**THE REQUEST**
Rewrite the rows that open with the line containing "Reviewer note: confirm that each instance of the grassy" and close with the line containing "225), (75, 236)]", putting "green slope" in place of "grassy hillside" and leaving everything else unchanged.

**INPUT**
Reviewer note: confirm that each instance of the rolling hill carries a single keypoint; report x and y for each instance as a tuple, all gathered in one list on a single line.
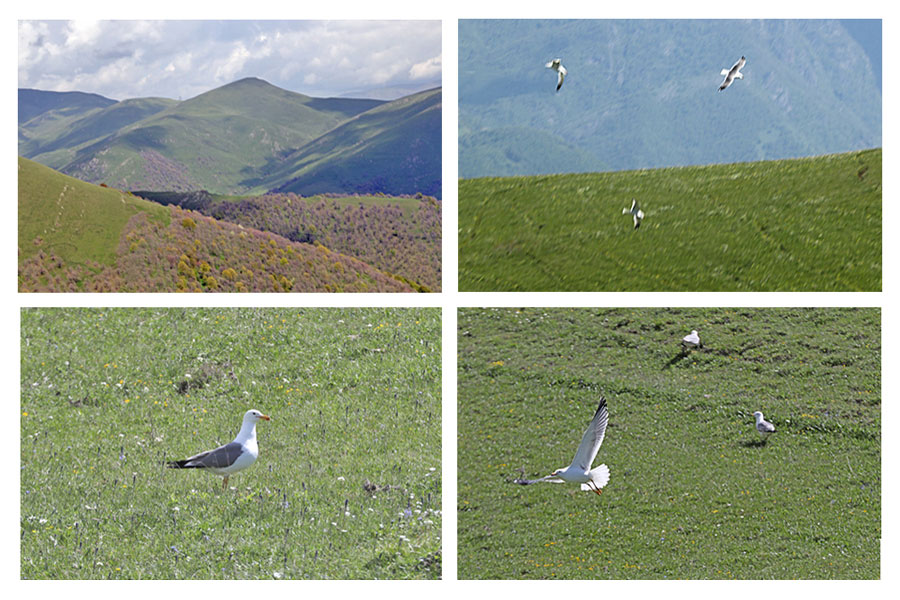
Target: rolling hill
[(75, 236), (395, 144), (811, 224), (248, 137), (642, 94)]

==

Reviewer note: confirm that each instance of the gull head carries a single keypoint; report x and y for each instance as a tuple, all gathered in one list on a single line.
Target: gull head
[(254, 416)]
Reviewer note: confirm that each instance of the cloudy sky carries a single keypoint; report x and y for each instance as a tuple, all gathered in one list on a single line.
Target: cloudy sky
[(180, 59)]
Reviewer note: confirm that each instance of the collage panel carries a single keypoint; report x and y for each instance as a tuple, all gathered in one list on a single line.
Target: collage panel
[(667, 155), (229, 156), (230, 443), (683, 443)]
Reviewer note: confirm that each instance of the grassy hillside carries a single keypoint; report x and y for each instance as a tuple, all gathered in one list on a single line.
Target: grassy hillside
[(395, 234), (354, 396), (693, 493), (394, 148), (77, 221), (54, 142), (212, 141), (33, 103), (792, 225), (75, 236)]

**SOLUTION**
Reviewer note: confirm that each instance of the green slope carries a single keypoint; report x and y for each instance as a tuple, all gathered in one list on a single line.
Target: green slope
[(395, 234), (354, 396), (693, 493), (394, 148), (77, 221), (54, 142), (212, 141), (33, 103), (792, 225), (75, 236)]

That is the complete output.